AIM: Please judge whether each statement below agrees with the article on the presiding bishop's sermon, giving yes or no and quoting the article's words that decide it. 1. The sermon was delivered at All Saints Church in Curaçao. 2. The presiding bishop began her remarks by discussing the Epistle to the Romans. 3. In the sermon, the slave girl is described as telling the same truth that Paul claims for himself.

Diversity, Not Jesus, Saves Says Episcopal Presiding Bishop Schori

She concluded her sermon by stating that we are not justified by our faith but by our respect for diversity

Written by George Conger | Thursday, May 23, 2013

Schori: Salvation comes not from being cleansed of our sins by the atoning sacrificial death of Jesus Christ, but through the divinization of humanity through the work of the human will. “We are here, among all the other creatures of God’s creation, to be transformed into the glory intended from the beginning. 

 

The Presiding Bishop of the Episcopal Church has denounced the Apostle Paul as mean-spirited and bigoted for having released a slave girl from demonic bondage as reported in Acts 16:16-34 .

In her sermon delivered at All Saints Church in Curaçao in the diocese of Venezuela, Bishop Katharine Jefferts Schori condemned those who did not share her views as enemies of the Holy Spirit.

The presiding bishop opened her remarks with an observation on the Dutch slave past. “The history of this place tells some tragic stories about the inability of some to see the beauty in other skin colors or the treasure of cultures they didn’t value or understand,” she said.

She continued stating: “Human beings have a long history of discounting and devaluing difference, finding it offensive or even evil.  That kind of blindness is what leads to oppression, slavery, and often, war.  Yet there remains a holier impulse in human life toward freedom, dignity, and the full flourishing of those who have been kept apart or on the margins of human communities.”

Just as the forces of historical inevitability led to the ending of industrial slavery, so too would the march of progress lead to a change in attitude towards homosexuality, she argued.

“We live with the continuing tension between holier impulses that encourage us to see the image of God in all human beings and the reality that some of us choose not to see that glimpse of the divine, and instead use other people as means to an end.  We’re seeing something similar right now in the changing attitudes and laws about same-sex relationships, as many people come to recognize that different is not the same thing as wrong.  For many people, it can be difficult to see God at work in the world around us, particularly if God is doing something unexpected.”

To illustrate her point presiding bishop turned to the book of Acts, noting “There are some remarkable examples of that kind of blindness in the readings we heard this morning, and slavery is wrapped up in a lot of it.  Paul is annoyed at the slave girl who keeps pursuing him, telling the world that he and his companions are slaves of God.  She is quite right.  She’s telling the same truth Paul and others claim for themselves,” Bishop Jefferts Schori said, referencing the first chapter of the Epistle to the Romans.

“But Paul is annoyed, perhaps for being put in his place, and he responds by depriving her of her gift of spiritual awareness.  Paul can’t abide something he won’t see as beautiful or holy, so he tries to destroy it.  It gets him thrown in prison.  That’s pretty much where he’s put himself by his own refusal to recognize that she, too, shares in God’s nature, just as much as he does – maybe more so!,” the presiding bishop said.

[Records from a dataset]
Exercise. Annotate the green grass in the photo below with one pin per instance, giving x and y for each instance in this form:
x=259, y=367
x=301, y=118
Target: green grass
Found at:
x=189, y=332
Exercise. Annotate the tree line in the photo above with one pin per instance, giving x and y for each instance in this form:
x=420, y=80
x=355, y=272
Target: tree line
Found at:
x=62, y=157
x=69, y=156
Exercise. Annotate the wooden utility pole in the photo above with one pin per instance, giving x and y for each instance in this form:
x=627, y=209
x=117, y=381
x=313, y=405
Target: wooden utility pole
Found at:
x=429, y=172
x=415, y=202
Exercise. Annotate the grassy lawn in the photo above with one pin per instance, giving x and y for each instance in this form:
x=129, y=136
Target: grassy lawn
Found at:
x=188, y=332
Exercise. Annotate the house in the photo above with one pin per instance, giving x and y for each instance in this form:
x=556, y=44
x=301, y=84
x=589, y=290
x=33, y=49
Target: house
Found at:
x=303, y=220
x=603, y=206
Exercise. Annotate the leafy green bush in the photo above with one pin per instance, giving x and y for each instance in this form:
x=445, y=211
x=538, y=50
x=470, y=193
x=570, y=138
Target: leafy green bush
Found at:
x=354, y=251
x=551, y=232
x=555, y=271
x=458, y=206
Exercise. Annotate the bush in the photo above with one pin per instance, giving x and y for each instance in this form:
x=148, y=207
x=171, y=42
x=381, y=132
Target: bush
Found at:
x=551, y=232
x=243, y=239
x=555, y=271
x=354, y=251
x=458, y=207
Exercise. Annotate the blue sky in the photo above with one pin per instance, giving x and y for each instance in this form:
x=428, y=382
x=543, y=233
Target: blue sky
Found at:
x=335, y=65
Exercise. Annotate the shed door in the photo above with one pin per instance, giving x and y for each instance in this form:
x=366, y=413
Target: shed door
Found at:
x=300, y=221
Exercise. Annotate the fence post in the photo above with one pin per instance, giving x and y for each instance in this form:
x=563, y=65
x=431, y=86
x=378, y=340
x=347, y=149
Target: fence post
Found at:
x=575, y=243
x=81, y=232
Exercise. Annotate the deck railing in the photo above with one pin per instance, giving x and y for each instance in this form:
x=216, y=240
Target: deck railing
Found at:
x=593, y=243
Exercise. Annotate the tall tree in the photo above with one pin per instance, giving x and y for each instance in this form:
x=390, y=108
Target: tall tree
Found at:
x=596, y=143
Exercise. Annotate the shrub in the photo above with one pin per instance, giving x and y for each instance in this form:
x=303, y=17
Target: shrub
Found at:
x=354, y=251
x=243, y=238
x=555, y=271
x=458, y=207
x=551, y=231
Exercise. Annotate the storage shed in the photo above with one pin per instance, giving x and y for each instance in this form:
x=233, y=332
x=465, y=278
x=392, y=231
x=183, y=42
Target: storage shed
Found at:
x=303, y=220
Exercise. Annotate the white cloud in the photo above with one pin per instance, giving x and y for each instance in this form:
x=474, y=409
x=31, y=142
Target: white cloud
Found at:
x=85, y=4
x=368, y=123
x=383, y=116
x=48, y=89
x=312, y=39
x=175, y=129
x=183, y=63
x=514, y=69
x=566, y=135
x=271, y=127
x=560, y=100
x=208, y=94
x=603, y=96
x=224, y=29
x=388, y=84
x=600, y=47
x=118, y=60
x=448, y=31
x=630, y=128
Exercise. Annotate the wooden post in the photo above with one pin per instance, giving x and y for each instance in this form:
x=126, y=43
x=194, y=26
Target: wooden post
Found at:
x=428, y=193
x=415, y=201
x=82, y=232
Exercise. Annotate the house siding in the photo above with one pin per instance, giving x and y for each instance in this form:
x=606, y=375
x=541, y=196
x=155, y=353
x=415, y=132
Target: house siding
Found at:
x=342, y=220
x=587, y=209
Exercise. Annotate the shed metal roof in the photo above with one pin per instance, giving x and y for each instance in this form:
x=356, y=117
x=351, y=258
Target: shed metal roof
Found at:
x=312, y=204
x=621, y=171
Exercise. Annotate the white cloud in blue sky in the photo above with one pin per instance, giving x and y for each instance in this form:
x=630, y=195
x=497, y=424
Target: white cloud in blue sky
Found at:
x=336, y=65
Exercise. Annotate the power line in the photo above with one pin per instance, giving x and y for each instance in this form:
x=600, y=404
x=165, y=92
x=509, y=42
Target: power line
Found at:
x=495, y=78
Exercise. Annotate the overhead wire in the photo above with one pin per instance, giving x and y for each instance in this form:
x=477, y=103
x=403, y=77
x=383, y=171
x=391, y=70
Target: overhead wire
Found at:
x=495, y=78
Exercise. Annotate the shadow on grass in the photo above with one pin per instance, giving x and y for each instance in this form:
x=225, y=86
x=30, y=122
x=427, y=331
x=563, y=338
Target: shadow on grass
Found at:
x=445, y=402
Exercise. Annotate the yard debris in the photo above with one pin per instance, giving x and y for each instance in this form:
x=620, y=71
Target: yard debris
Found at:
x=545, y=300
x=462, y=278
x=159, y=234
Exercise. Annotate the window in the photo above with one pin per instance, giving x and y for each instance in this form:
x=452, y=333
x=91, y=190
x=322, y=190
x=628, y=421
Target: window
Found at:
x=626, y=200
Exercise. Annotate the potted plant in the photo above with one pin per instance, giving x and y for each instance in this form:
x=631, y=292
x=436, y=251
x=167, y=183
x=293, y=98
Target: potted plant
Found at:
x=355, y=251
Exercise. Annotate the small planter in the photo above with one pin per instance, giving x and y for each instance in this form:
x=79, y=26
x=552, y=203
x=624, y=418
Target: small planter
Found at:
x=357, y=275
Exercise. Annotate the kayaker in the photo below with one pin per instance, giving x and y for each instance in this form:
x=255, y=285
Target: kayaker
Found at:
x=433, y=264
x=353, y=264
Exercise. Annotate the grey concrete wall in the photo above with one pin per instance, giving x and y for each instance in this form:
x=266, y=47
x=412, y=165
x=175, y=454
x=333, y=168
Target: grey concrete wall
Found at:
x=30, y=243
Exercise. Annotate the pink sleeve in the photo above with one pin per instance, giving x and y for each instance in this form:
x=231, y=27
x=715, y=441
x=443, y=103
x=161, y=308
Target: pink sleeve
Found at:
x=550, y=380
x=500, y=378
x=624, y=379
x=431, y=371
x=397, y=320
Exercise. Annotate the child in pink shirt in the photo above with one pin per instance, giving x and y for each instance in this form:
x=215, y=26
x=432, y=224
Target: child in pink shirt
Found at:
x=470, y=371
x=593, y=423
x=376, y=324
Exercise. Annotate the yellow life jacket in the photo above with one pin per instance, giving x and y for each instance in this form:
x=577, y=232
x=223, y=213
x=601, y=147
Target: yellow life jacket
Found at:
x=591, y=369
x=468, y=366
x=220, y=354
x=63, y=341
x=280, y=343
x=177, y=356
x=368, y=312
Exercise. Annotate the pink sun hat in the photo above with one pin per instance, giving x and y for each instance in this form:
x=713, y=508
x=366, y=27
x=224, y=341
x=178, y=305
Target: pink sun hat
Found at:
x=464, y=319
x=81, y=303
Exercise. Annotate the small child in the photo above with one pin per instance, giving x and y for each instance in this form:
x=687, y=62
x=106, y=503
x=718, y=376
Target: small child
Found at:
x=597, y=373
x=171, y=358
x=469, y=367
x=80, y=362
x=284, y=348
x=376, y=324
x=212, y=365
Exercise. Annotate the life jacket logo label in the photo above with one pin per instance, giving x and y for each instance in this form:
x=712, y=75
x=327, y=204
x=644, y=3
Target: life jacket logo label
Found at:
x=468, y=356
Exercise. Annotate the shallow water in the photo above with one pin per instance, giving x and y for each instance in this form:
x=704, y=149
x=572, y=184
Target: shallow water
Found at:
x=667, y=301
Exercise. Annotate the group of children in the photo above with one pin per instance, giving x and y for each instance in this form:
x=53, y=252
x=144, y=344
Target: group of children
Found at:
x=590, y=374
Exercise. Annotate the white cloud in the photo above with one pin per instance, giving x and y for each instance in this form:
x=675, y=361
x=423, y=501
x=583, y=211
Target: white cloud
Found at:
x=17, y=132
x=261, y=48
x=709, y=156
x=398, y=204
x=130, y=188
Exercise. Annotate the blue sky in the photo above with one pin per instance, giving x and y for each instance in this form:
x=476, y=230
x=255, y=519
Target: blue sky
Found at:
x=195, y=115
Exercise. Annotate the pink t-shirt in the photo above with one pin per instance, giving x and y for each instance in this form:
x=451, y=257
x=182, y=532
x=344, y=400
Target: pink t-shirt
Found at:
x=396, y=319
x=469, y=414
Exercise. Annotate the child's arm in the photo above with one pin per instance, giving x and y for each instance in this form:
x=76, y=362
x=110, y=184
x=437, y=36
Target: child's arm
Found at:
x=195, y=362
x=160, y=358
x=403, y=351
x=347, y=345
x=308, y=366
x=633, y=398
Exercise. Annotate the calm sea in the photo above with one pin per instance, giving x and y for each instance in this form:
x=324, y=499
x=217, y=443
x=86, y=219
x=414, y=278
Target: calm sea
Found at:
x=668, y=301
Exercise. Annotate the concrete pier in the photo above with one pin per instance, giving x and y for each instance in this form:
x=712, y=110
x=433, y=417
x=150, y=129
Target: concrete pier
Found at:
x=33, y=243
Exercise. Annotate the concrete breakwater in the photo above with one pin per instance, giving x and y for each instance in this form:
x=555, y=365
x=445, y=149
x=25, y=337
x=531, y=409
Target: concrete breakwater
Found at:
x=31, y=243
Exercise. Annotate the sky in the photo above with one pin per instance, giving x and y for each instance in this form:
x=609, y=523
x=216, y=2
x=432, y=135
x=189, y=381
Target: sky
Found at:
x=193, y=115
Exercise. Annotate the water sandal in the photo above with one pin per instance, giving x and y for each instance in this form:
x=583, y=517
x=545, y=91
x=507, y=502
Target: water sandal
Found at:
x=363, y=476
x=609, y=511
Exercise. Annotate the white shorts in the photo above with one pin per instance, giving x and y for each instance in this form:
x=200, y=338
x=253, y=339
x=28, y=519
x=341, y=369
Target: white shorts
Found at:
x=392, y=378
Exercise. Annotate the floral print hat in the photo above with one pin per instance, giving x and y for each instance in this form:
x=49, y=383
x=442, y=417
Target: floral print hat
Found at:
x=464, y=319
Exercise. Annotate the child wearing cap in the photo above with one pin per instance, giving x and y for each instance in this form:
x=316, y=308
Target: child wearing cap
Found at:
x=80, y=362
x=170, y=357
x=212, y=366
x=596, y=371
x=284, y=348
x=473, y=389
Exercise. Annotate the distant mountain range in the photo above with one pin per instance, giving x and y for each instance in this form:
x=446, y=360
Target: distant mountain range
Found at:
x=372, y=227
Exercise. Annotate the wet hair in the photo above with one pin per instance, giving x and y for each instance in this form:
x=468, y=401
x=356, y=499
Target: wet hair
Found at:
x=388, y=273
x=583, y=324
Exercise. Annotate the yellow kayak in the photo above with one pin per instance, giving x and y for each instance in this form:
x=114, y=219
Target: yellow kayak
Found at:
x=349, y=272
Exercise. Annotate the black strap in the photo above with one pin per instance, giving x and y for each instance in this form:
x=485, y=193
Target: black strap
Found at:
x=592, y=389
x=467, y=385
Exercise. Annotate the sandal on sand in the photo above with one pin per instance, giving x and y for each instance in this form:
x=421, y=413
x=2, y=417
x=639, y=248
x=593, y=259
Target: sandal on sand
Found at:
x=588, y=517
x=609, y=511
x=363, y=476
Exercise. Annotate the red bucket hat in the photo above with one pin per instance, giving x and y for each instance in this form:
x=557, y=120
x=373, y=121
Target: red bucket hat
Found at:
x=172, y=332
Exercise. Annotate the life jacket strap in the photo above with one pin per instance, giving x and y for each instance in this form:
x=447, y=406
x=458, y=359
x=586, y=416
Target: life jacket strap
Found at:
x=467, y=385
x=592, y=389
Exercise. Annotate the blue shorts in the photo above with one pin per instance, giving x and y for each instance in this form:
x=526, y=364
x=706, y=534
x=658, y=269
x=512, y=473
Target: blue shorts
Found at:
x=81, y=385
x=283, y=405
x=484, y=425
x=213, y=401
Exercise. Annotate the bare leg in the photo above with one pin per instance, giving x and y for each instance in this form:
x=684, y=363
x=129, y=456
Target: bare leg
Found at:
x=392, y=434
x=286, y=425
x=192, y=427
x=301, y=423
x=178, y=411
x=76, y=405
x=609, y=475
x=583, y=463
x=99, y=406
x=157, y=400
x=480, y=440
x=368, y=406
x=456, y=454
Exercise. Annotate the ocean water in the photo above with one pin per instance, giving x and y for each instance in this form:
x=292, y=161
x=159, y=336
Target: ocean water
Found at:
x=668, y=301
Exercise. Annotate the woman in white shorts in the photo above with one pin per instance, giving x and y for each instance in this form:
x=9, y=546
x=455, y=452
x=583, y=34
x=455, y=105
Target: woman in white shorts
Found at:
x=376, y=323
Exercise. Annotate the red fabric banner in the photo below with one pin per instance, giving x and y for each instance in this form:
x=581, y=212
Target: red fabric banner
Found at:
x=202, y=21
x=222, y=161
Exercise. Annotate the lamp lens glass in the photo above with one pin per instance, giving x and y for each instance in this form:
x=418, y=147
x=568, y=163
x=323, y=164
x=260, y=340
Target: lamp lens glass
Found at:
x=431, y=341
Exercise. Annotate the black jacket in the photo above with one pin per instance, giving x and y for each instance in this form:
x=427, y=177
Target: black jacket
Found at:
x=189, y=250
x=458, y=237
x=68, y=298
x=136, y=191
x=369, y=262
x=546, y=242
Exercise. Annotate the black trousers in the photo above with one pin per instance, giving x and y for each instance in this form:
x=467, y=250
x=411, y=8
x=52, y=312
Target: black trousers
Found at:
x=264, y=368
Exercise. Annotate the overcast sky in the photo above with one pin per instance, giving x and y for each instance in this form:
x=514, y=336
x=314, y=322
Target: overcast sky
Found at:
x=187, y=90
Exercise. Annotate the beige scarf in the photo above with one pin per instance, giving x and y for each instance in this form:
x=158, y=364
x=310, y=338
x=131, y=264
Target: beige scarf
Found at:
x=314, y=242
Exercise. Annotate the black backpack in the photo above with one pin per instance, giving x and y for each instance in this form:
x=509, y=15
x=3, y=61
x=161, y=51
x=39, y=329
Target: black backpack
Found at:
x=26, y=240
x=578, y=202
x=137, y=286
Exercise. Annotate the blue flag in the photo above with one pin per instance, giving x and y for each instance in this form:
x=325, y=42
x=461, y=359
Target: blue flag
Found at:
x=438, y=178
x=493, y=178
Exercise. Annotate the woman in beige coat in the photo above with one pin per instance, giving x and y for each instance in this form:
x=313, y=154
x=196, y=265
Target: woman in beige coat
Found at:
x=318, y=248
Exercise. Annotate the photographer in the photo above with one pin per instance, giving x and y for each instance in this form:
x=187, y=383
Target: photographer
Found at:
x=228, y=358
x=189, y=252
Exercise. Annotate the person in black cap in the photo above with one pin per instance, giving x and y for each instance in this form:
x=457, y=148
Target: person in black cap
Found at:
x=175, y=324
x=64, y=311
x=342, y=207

WRITTEN REPLY:
1. Yes: "In her sermon delivered at All Saints Church in Curaçao in the diocese of Venezuela"
2. No: "The presiding bishop opened her remarks with an observation on the Dutch slave past."
3. Yes: "She’s telling the same truth Paul and others claim for themselves"